• _SUPPLIED PASSAGE_
::::

So, if you want to calculate [itex]\mbox{Tr}(\rho^{n})[/itex], you will need to take the products of n path integral of the form (2) which will be equivalent to path integral over n-sheeted Reimann surface.

For an intro to relativistic quantum many-body theory (QFT), I can recommend three textbooks

J. I. Kapusta and C. Gale, Finite-Temperature Field Theory; Principles and Applications, Cambridge University Press, 2 ed., 2006.
M. LeBellac, Thermal Field Theory, Cambridge University Press, Cambridge, New York, Melbourne, 1996.

It seems to me you're talking about something else!

1) The calculations in sec.3.1 of the paper are done for a zero temperature CFT, i.e. ##-\infty<t_E<\infty##.

2) The density matrix for the field in all points is ## [\rho]_{\phi_0\phi_0'}=\Psi(\phi_0)\overline \Psi(\phi'_0) ##. Since ## \displaystyle \Psi(\phi_0)\propto \int_{t_E=-\infty}^{\phi(t_E=0,x)=\phi_0(x)} D \phi e^{-S[\phi]}## and ## \overline\Psi(\phi'_0)\propto \displaystyle \int^{t_E=\infty}_{\phi(t_E=0,x)=\phi'_0(x)} D \phi e^{-S[\phi]} ##, the density matrix should be ## \displaystyle [\rho]_{\phi_0\phi'_0}\propto \int_{t_E=-\infty}^{\phi(t_E=0,x)=\phi_0(x)} \int^{t_E=\infty}_{\phi'(t_E=0,x)=\phi'_0(x)} D \phi D \phi' e^{-S[\phi]} e^{-S[\phi']}##.

3) The path integral with those dirac deltas, is actually the reduced density matrix which is calculated by integrating out all the degrees of freedom outside of region A and the density matrix for all points of space should have no dirac delta! This means that in the density matrix above, we should put ## \phi(x)=\phi'(x) ## and ## \phi_0(x)=\phi'_0(x) ## except for ## x\in A ##. Taking a full trace gives ## \displaystyle Tr \rho=\int_{t_E=-\infty}^{\phi(t_E=0,x)=\phi_0(x)} \int^{t_E=\infty}_{\phi'(t_E=0,x)=\phi'_0(x)} D \phi D \phi' e^{-S[\phi]} e^{-S[\phi']} \prod_{x} \delta( \phi(t_E,x)-\phi'(t_E,x) )=\int_{t_E=-\infty}^{t_E=\infty}D \phi e^{-2S[\phi]}##. But because we don't want the full trace and just want to integrate out degrees of freedom outside of A and have a reduced density matrix for A, we should avoid integrating over all fields for ## x\in A ##. We also need two boundary conditions at zero(## \phi_{\pm}(x) ##). So we put those dirac deltas in the formula for the full trace and get:
## \displaystyle [\rho_A]_{\phi_+\phi_-}\propto \int_{t_E=-\infty}^{t_E=\infty}D \phi e^{-2S[\phi]} \prod_{x\in A} \delta(\phi(+0,x)-\phi_+(x))\delta(\phi(-0,x)-\phi_-(x)) ##.

::::

• _AVAILABLE DATA_

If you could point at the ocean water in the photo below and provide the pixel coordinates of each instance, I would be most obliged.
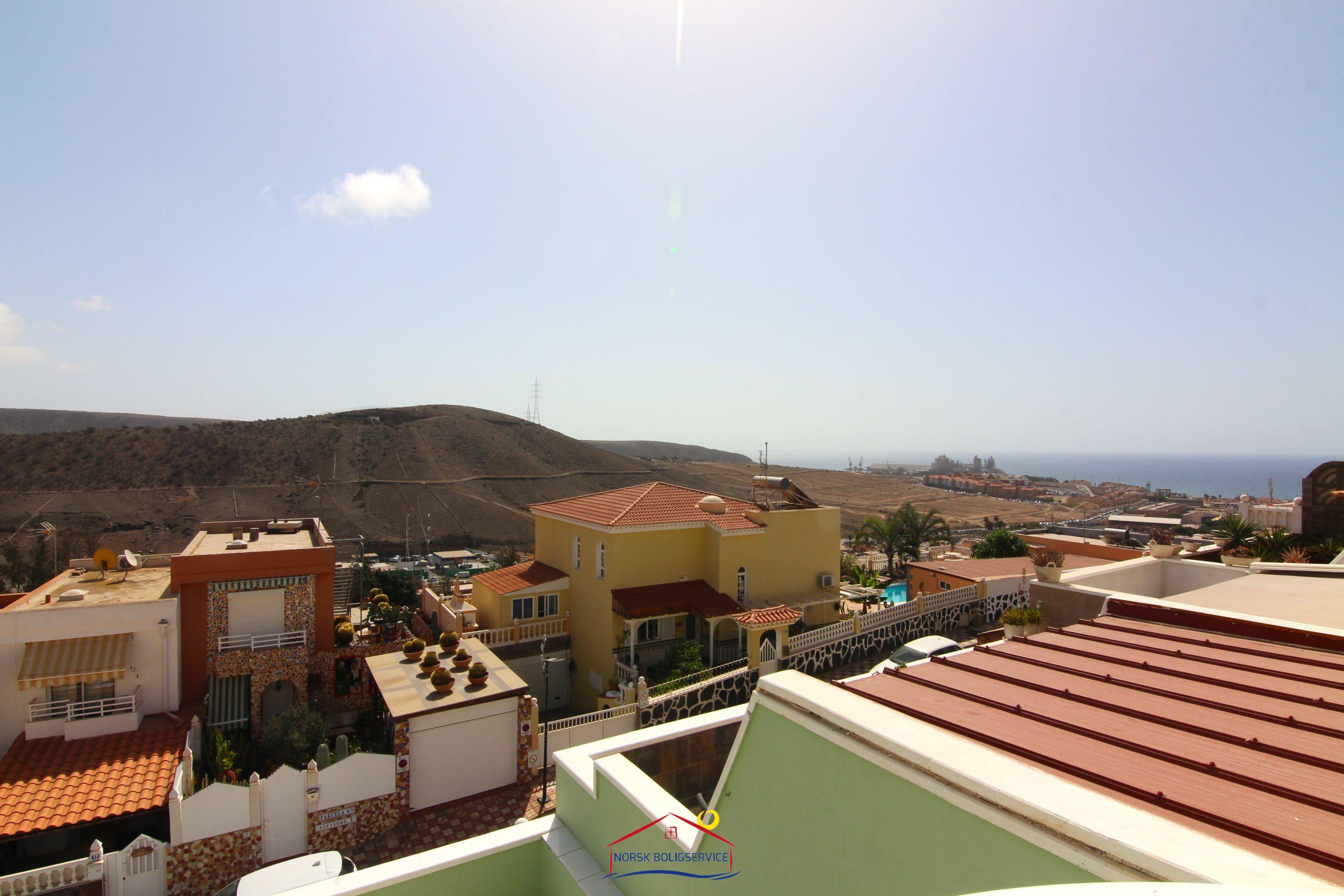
(1217, 475)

::::

• _WORK TO DO_
A. From the path integral thread, reproduce everything from "For an intro" down to "York, Melbourne, 1996.".
B. Render this sentence from the path integral thread in Spanish: "It seems to me you're talking about something else!"

• _RESPONSES TO THE EXERCISE_
A.
For an intro to relativistic quantum many-body theory (QFT), I can recommend three textbooks

J. I. Kapusta and C. Gale, Finite-Temperature Field Theory; Principles and Applications, Cambridge University Press, 2 ed., 2006.
M. LeBellac, Thermal Field Theory, Cambridge University Press, Cambridge, New York, Melbourne, 1996.

B. ¡Me parece que estás hablando de otra cosa!